> **УСЛОВИЕ ЗАДАЧИ**
Согласно фрагменту о похмелье и фильме «Ирония судьбы, или С легким паром», в каком состоянии происходят практически все значимые события этого фильма?

> **ФРАГМЕНТ ДЛЯ ЧТЕНИЯ**
* * * * * * *

Возможно, похмелье, в отличие от опьянения, освобождает от умствований на тему политики и само по себе глубоко интроспективно… Вот, опять же, фильм «Ирония судьбы, или С легким паром», который обязательно показывают под Новый год, начинается с пьянства, но пьянство там не главное. Практически все значимые события происходят в состоянии похмелья. Половину фильма мы видим постепенное протрезвление главного персонажа. Этот гимн похмелью закачивается неожиданным хеппи-эндом, который, на мой взгляд, выглядит тут совершенно инородно…
Я, кстати, никогда не смотрел продолжение «Иронии судьбы». Я не делаю это принципиально, не хочу его. В этом есть очень интересный момент.
Советское похмелье кончается хеппи-эндом, трезвостью. В постсоветское время, в моменты ностальгии по СССР, хочется, чтобы мы продолжили жить трезвой жизнью, тем самым хеппи-эндом, а не повторением пройденного
Похмеляться — вести себя к новому запою, но народное правило гласит, что подобное надо лечить подобным. И в конце «Иронии судьбы» я вижу запой, а не хеппи-энд. Поэтому любое продолжение, пусть даже снятое Рязановым, выглядит совершенно искусственно.
Согласен. Но тут есть любопытная вещь: то, что ночь — новогодняя, когда все мы верим в чудеса, когда они продолжают случаться. И вот эта новогодняя ночь подарила нам с вами и такое вселенское похмелье, и похмелье, которое стало чудом, и чудо, которое случилось после похмелья.
Да, но в реальности первого января все вымирает по самой очевидной причине. А потом все продолжается до тринадцатого. Вот круг — и как его разорвать?
Знаете, если уж мы говорим на эту тему, то задумайтесь о числе двенадцать. Это совершенно новогоднее число. Это и количество месяцев, и количество ритуальных дней, проходивших во время новогодних празднеств, это не только сказка о двенадцати месяцах, которую мы так любим. Это еще и Шекспир — «Двенадцатая ночь» (а это и есть та самая новогодняя ночь).
Эта магия чисел с первого по тринадцатое (понятно, что первое не считаем) — все идет по нарастающей, а потом мы возвращаемся в серую повседневность…
Опять же двенадцать апостолов, если так говорить, и известно кто в венчике из белых роз — у Блока. Поэма «Двенадцать» ярко иллюстрирует опьянение происходящим, которое неминуемо ведет к похмелью… Кстати, как вы думаете, почему Советский Союз боялся в своих антиалкогольных кампаниях использовать образ страдающего от похмелья человека?

* * * * * * *

[Фрагменты датасета с указанием точек]
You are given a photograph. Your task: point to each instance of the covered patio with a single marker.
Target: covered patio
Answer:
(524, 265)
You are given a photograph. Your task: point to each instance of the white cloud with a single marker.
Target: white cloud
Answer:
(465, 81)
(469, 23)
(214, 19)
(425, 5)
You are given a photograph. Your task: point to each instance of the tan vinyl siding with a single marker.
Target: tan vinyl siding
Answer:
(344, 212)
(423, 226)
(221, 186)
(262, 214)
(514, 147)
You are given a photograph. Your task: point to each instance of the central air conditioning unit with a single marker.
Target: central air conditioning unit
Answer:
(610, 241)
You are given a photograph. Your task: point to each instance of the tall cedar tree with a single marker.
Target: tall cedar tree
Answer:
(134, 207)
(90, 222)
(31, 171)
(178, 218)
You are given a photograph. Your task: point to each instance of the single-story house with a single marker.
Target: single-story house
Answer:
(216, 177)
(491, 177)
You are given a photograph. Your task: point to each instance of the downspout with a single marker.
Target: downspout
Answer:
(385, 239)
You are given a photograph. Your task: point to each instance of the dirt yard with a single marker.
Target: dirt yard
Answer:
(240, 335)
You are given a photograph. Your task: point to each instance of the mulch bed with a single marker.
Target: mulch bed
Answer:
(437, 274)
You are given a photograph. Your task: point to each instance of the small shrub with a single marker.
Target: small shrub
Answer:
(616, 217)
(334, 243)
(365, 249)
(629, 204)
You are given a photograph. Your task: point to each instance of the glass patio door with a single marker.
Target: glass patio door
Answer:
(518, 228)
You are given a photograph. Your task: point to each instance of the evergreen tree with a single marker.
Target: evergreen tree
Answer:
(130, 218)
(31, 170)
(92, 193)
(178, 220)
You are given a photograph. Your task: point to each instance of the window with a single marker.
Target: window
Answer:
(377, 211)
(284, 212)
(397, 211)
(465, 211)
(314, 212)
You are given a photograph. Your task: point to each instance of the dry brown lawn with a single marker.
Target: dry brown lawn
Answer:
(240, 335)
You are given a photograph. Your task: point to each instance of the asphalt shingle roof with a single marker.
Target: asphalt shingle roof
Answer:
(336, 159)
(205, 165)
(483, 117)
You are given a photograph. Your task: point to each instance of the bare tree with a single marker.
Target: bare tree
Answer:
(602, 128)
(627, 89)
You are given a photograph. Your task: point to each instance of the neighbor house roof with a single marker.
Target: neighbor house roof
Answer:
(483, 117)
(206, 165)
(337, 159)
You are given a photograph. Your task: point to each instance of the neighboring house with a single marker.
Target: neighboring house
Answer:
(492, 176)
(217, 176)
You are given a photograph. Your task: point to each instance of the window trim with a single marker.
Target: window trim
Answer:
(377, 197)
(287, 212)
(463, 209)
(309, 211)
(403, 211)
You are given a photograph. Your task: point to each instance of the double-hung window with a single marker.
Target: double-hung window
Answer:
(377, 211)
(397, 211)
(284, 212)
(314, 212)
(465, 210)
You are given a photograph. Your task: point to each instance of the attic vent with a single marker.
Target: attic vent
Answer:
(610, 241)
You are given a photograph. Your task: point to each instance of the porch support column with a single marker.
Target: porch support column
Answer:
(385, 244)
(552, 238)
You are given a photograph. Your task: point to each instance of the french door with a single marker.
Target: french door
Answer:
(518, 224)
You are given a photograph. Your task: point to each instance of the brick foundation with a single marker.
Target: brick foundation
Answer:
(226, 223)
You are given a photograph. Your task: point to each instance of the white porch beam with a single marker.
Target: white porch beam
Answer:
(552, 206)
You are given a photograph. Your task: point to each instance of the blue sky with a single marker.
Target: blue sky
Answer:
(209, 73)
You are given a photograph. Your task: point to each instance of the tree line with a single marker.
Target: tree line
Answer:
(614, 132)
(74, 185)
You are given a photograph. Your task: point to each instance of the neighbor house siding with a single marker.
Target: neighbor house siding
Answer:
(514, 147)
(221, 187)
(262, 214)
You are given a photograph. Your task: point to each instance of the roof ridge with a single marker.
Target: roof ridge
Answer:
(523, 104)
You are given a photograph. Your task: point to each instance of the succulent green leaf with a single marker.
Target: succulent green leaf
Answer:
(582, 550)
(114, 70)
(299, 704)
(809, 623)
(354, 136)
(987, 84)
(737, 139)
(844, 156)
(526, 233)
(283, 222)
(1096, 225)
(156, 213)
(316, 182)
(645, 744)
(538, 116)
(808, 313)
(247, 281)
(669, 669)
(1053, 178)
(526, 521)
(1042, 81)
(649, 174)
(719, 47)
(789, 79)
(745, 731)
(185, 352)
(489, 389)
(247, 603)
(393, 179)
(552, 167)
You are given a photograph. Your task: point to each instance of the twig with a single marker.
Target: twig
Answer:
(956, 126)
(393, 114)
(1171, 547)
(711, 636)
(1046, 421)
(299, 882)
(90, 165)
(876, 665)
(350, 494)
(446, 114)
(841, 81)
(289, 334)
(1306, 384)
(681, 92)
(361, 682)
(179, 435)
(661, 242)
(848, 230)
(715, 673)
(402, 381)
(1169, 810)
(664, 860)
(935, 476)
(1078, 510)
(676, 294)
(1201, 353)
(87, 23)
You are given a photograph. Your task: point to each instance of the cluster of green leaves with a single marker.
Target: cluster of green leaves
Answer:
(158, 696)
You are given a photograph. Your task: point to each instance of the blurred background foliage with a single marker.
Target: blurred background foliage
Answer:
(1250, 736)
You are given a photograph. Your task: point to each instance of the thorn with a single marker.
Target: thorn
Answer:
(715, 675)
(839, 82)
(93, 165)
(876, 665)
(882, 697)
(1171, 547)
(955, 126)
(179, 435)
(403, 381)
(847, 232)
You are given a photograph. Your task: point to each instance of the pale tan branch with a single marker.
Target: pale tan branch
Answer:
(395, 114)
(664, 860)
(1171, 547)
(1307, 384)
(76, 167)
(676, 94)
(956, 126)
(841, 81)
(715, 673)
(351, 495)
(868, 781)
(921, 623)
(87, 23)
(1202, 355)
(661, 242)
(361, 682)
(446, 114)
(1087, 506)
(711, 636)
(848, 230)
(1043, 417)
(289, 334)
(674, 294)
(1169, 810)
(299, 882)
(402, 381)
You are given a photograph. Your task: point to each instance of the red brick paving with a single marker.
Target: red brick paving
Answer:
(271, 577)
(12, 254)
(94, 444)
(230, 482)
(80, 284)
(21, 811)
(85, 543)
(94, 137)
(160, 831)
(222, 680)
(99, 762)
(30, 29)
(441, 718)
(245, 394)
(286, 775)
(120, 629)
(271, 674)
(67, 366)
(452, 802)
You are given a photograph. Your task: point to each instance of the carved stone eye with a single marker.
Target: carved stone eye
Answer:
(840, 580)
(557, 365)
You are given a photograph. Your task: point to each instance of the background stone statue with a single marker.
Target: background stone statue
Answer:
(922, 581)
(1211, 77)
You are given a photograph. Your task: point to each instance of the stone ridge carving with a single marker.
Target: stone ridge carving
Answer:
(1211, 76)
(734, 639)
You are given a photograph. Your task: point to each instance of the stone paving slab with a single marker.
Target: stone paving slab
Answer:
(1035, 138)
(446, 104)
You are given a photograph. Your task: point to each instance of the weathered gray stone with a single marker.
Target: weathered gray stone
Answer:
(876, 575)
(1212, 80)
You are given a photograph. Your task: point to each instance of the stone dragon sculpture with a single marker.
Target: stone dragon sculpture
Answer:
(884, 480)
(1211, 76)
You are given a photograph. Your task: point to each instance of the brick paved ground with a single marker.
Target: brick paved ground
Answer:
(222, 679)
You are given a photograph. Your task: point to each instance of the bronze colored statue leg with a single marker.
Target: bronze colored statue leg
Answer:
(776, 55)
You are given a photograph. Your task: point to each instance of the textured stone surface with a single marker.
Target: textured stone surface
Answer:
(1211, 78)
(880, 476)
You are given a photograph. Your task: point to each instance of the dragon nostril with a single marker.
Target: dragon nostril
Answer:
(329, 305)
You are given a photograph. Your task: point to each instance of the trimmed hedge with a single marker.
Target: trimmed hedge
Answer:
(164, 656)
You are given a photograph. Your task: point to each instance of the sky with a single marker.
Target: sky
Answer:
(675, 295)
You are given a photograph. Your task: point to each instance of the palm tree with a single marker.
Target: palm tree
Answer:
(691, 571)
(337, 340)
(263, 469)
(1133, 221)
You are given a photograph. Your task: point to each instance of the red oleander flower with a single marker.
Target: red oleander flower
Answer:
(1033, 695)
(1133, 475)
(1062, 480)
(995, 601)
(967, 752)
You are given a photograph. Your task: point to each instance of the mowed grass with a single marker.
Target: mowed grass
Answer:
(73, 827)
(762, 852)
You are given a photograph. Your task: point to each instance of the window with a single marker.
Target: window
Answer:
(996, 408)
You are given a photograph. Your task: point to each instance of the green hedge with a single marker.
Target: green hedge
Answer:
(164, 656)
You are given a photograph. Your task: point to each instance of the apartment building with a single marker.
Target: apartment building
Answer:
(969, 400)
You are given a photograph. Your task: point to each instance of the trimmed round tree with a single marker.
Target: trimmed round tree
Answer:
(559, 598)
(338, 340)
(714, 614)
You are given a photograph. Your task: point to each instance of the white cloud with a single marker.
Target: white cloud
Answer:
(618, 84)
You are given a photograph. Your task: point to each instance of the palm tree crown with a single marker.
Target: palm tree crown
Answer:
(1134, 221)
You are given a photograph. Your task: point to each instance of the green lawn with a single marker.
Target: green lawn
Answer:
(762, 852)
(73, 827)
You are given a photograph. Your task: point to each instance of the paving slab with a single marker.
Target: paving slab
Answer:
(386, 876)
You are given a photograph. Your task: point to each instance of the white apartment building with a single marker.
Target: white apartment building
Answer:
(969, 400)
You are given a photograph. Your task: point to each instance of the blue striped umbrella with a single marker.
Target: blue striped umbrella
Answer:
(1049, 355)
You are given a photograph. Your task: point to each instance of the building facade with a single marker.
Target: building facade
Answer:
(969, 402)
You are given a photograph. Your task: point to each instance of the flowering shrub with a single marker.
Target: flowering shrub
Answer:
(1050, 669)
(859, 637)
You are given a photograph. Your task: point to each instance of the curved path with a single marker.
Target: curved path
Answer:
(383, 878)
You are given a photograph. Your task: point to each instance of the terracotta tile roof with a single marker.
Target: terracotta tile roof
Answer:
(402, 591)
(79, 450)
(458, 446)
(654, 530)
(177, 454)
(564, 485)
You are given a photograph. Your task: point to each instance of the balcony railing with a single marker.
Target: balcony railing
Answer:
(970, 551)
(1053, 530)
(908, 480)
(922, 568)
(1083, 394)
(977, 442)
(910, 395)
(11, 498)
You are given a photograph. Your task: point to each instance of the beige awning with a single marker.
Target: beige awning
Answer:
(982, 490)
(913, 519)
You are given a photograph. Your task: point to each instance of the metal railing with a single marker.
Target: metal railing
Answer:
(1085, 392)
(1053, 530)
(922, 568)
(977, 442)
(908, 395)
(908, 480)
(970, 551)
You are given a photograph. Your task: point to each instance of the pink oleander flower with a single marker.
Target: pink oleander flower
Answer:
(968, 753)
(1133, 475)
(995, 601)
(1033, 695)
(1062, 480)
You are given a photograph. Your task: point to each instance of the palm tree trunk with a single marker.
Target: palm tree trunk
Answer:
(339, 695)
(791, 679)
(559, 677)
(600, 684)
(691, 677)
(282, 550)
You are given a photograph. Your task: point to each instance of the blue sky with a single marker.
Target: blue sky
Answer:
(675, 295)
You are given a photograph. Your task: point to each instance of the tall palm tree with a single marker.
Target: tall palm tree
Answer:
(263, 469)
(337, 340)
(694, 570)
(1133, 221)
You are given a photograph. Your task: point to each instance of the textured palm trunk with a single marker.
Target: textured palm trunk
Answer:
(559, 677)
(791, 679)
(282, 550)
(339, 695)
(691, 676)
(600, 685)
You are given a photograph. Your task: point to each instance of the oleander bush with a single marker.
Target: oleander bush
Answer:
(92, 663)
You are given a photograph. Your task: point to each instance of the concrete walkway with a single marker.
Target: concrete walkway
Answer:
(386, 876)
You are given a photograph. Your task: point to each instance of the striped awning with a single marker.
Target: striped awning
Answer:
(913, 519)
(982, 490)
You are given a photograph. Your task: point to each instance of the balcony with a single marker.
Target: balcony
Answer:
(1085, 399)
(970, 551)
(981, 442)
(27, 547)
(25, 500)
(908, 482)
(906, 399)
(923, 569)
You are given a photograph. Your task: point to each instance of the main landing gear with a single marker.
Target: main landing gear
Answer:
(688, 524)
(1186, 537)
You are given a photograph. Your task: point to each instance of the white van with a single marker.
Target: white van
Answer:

* * * * * * *

> **РЕЗУЛЬТАТ ВЫПОЛНЕНИЯ**
В состоянии похмелья.